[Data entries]

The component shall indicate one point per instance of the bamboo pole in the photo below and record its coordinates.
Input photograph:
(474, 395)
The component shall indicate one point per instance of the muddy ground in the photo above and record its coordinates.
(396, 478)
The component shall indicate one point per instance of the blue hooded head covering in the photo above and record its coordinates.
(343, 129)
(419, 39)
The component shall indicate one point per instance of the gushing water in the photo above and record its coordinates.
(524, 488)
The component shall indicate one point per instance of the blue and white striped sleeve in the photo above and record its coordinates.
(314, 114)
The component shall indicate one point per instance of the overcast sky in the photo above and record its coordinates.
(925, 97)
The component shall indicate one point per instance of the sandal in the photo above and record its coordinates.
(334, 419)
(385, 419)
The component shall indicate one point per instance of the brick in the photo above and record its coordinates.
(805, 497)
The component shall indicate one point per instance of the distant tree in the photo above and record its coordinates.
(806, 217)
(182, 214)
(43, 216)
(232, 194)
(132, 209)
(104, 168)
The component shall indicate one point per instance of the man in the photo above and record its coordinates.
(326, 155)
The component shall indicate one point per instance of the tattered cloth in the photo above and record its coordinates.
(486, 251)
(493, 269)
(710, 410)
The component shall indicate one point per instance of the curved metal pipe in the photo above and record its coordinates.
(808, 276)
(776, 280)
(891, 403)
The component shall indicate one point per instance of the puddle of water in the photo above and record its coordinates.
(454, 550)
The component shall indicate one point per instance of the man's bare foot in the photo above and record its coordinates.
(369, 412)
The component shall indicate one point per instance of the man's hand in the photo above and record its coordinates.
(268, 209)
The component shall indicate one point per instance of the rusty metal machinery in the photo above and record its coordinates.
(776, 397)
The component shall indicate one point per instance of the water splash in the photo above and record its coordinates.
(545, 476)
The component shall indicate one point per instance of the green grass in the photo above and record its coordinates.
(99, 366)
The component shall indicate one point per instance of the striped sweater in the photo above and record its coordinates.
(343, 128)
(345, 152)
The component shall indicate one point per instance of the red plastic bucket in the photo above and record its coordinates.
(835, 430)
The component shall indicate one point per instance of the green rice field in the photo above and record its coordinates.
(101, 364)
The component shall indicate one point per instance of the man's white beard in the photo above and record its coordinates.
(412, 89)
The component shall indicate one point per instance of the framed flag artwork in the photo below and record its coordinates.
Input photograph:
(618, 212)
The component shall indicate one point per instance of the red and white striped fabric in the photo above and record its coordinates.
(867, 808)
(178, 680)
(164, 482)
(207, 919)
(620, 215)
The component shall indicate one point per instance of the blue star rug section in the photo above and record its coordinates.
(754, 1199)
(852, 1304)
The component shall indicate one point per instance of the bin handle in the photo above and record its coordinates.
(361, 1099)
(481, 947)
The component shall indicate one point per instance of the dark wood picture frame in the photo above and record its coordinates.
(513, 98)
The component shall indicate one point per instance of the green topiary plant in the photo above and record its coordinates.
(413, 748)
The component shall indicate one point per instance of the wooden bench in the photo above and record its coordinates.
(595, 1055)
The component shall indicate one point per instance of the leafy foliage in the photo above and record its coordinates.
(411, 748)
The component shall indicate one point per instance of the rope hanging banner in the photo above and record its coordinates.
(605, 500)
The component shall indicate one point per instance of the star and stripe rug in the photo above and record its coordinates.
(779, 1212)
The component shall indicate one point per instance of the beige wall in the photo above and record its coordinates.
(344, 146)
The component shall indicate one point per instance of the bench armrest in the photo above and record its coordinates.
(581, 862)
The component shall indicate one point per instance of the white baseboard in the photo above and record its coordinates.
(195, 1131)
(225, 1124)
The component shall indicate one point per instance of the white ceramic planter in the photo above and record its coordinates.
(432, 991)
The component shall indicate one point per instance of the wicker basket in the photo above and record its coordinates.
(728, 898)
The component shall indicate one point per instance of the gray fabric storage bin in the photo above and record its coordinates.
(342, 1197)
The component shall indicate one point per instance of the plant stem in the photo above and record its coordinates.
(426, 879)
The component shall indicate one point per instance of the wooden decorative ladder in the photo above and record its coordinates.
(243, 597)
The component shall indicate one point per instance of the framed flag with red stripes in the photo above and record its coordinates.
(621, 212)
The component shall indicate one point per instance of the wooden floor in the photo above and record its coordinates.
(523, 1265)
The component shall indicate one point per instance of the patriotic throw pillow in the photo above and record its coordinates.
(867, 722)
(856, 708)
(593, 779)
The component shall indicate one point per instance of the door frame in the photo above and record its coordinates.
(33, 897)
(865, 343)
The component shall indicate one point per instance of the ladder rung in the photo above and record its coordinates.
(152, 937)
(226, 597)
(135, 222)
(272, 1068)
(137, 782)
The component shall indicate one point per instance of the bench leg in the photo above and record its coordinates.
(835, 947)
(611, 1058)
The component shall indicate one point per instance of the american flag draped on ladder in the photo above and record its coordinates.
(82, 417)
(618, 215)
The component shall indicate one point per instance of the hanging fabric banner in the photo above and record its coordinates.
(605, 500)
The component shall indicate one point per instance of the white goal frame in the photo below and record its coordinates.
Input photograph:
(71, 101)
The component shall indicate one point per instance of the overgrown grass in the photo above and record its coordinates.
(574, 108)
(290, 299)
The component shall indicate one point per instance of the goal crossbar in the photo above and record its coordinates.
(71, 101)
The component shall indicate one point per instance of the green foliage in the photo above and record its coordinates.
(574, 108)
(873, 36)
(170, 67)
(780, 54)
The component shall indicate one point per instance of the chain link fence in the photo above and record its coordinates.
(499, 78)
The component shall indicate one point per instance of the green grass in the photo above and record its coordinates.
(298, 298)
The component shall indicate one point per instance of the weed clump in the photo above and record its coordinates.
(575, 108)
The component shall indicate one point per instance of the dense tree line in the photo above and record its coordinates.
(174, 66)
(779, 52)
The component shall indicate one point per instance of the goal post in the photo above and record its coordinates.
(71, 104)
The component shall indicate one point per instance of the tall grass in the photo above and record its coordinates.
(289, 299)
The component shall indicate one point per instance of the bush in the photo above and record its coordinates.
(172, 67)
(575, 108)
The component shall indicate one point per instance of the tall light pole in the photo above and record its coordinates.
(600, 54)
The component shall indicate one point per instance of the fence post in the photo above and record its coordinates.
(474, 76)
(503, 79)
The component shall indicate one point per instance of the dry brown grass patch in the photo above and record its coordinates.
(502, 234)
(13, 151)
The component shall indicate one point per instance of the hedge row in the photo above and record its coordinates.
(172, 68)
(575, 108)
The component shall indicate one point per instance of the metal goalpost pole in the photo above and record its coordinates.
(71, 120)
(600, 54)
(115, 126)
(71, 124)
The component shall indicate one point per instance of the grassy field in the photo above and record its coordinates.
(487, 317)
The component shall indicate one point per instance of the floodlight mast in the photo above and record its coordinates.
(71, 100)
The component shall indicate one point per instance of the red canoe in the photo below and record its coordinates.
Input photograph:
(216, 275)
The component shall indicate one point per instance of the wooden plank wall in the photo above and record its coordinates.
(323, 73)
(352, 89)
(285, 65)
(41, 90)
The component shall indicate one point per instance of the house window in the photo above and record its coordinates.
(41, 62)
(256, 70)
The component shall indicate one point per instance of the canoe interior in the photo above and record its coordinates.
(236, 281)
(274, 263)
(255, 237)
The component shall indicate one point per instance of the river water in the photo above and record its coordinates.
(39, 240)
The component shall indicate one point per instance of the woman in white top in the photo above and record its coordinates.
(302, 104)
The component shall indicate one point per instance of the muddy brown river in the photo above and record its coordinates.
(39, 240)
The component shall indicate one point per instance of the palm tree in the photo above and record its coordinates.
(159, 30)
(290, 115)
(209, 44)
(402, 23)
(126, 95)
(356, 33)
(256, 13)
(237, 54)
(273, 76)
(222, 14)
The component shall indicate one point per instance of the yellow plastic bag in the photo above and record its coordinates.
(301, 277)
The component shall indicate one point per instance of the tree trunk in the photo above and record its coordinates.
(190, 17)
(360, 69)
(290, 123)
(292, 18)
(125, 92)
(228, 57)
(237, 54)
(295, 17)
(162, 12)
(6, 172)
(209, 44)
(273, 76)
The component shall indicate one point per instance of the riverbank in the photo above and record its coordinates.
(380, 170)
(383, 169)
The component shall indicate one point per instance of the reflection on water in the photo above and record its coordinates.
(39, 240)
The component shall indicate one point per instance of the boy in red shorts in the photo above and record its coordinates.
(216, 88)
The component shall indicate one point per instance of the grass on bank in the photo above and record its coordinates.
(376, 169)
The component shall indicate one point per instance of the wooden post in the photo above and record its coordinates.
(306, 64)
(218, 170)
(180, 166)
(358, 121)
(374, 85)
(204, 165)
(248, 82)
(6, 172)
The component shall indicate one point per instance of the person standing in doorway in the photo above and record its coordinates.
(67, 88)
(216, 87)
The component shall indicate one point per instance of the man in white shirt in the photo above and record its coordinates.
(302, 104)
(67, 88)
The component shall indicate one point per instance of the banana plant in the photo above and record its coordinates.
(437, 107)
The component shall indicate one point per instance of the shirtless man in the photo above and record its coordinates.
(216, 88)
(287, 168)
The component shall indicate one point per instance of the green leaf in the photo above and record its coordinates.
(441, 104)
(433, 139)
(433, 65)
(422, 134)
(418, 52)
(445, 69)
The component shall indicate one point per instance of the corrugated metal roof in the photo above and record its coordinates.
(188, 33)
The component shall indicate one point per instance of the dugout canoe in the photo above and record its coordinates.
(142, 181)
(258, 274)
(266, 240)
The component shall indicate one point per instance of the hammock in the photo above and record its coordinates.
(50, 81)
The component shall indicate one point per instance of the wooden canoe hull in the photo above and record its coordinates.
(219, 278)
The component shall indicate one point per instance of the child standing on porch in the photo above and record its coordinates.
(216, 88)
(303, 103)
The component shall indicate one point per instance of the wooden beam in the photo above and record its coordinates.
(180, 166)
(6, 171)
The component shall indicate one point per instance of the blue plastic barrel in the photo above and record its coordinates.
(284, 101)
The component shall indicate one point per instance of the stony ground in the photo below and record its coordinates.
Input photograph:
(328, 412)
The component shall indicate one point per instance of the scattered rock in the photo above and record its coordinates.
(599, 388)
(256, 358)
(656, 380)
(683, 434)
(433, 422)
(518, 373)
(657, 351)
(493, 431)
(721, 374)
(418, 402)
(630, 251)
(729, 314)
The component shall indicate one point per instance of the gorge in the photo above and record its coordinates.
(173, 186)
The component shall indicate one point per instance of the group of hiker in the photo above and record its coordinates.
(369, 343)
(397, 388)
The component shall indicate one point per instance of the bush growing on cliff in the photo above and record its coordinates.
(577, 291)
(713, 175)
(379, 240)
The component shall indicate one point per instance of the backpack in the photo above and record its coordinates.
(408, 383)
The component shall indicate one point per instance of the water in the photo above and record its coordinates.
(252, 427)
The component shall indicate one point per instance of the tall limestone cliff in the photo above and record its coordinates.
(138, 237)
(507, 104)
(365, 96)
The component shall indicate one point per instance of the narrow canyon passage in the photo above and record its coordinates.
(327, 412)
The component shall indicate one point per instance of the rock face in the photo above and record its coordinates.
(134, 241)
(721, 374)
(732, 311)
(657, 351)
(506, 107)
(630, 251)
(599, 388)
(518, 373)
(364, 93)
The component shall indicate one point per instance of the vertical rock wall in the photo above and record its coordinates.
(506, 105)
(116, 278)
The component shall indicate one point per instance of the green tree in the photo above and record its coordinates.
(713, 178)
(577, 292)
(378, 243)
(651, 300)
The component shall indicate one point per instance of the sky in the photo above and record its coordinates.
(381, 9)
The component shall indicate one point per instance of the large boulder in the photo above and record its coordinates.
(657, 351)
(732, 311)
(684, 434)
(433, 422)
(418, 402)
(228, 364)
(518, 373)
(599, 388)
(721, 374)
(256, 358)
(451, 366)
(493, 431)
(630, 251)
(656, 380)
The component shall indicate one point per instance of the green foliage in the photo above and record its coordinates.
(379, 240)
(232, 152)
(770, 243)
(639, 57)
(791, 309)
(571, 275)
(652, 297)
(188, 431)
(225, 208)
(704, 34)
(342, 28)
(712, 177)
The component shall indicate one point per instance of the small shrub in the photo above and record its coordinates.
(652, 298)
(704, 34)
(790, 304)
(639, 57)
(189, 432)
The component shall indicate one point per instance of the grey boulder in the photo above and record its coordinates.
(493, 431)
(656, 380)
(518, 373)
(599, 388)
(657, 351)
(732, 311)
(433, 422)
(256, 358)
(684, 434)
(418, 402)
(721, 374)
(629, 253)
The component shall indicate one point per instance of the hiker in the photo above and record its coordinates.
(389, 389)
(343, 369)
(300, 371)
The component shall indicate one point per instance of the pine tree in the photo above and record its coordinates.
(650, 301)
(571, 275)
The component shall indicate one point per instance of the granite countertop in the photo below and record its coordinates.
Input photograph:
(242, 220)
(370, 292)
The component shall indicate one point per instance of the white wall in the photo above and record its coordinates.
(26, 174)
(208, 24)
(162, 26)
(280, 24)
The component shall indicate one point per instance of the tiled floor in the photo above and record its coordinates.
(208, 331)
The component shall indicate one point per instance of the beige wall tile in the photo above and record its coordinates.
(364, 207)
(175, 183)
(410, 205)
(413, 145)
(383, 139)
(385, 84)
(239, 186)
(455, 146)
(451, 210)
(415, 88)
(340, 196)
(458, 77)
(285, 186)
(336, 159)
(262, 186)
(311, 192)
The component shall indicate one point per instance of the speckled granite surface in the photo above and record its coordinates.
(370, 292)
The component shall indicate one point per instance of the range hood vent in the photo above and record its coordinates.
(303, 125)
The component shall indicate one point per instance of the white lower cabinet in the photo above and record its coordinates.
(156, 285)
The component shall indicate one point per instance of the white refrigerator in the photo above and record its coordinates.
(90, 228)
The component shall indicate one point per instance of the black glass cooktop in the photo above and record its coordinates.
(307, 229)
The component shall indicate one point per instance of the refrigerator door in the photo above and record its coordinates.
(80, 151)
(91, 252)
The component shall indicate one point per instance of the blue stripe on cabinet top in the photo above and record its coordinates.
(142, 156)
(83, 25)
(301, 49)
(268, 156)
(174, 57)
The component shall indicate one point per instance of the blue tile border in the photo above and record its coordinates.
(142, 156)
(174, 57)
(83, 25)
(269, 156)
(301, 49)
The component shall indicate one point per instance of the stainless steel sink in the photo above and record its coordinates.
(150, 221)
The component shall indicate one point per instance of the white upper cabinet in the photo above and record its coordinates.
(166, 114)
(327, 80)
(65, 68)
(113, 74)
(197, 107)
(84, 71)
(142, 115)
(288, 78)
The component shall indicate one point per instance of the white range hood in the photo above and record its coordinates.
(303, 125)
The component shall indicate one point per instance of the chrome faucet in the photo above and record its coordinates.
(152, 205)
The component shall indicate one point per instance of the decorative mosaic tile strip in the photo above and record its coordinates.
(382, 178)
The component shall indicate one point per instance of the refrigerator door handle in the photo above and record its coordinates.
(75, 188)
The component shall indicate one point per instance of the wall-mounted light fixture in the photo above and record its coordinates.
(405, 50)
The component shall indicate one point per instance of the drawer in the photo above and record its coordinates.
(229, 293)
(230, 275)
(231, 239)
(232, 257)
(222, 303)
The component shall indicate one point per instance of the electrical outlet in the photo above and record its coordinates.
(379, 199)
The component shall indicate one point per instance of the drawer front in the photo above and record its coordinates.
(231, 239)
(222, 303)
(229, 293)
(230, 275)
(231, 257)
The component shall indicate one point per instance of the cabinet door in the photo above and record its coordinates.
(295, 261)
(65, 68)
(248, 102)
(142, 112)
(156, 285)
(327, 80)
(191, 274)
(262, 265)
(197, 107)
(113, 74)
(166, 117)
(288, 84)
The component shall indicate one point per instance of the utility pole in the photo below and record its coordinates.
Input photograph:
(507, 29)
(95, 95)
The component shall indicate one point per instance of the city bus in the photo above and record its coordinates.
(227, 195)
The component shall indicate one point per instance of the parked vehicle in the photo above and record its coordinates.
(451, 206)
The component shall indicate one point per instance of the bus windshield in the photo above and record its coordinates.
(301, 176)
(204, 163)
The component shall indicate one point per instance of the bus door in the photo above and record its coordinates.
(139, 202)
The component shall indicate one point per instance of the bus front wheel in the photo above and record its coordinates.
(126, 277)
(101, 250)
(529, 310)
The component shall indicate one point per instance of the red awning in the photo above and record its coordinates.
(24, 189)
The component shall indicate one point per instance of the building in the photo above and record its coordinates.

## Activity
Every line from the one containing "the bus windshield" through the last line above should be retyped exactly; no other lines are wanted.

## Response box
The component shall indicate one point per instance of the bus windshield in the photo above and record its coordinates.
(301, 176)
(204, 163)
The component shall indicate one point per instance of the bus door in the photo above and record its coordinates.
(139, 202)
The component shall indicate one point per instance of the bus front wheel in the photo above and record its coordinates.
(126, 277)
(101, 250)
(529, 310)
The component shall indicate one point per instance of the red awning in the photo above and record its coordinates.
(24, 189)
The component shall indicate one point per instance of the building in the photo above and record its coordinates.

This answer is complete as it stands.